Problem:
Wherever a picture appears, leave it out; set down everything else in the records exactly.

Records shown:
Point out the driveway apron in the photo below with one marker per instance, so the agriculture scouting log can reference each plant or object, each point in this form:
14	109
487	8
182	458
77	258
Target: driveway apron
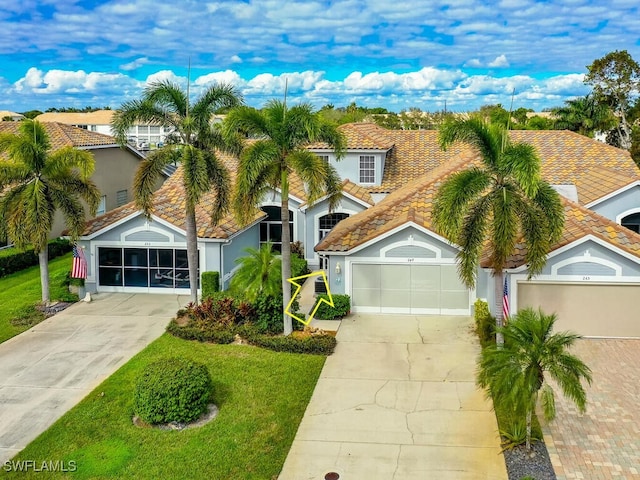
48	369
397	401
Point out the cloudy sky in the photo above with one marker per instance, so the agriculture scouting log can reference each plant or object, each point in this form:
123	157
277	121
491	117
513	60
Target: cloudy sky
421	53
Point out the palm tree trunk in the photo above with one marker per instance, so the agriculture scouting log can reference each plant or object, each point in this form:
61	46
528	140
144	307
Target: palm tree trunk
499	291
286	251
43	259
528	439
192	251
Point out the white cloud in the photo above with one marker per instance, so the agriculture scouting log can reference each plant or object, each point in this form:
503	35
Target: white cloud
137	63
500	61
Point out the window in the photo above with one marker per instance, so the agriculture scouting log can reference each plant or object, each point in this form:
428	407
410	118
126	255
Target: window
143	267
327	222
367	169
632	222
271	228
102	206
121	197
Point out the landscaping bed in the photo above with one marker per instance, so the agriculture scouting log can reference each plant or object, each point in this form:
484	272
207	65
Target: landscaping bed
261	396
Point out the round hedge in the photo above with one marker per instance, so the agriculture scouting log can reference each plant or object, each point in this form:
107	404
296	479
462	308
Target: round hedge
172	390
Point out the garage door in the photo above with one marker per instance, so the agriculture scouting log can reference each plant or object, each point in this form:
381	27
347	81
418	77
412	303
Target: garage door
592	310
425	289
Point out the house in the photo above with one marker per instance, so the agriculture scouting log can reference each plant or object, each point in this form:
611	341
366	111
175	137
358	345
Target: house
7	115
141	136
379	246
115	167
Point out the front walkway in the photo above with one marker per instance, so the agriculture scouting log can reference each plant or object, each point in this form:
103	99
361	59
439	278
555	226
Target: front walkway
604	443
48	369
397	400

Solution to the problem:
Point out the driveway apron in the photo below with one marker per instance, so the agriculture scouting log can reference each plant or object, each point in this form:
14	109
487	8
182	458
77	258
Target: driveway apron
48	369
397	401
Point out the cloudy sky in the photo above with one marker per instance, so the agriculture scouting log can reference each plant or object, each point in this form:
123	157
277	121
491	117
513	60
Target: cloudy sky
421	53
Point out the palm tree trunk in the photo above with one marker per instance, so the agriculture scouting log can reference each plant or object, each point in this form:
61	46
528	140
144	307
Target: palm tree trunk
499	291
286	251
43	259
528	439
192	251
Point out the white cloud in the photo above with one marker per instance, so the agriculture scouting log can reference each plant or object, each point in this form:
503	35
Target: white cloud
137	63
500	61
Point out the window in the photo above with one marker per instance, so the agriculture scouting log can reference each plant or object, each point in this form:
428	407
410	118
126	255
Target: window
143	267
327	222
367	169
632	222
271	228
102	206
121	197
Point out the landscaping bed in the photo above with one marker per instance, so the agriculture scouting log can reference each plant or object, each point in this form:
484	272
207	65
Target: landscaping bed
261	396
Point out the round hedge in the photo above with one marker per instance, so the agriculture scouting log can reference each plant or object, each point in this form:
107	404
296	479
462	308
Target: round hedge
172	390
Point out the garage door in the photo above with one marker per instance, so the agriculture scouting log can reference each plant or object, each point in this form:
381	27
347	81
418	77
412	303
Target: garage door
592	310
425	289
Point out the house in the photo above with one marker per instance, so the agriculture scouting log can reference each plant or object, each point in this form:
611	341
366	111
175	137
358	345
Target: house
7	115
141	136
379	246
115	167
Point out the front walkway in the photo above with one marker per instance, so the agriculture scouting log can reference each plant or object, each point in this form:
103	99
361	59
439	278
555	226
Target: front walkway
604	443
48	369
397	400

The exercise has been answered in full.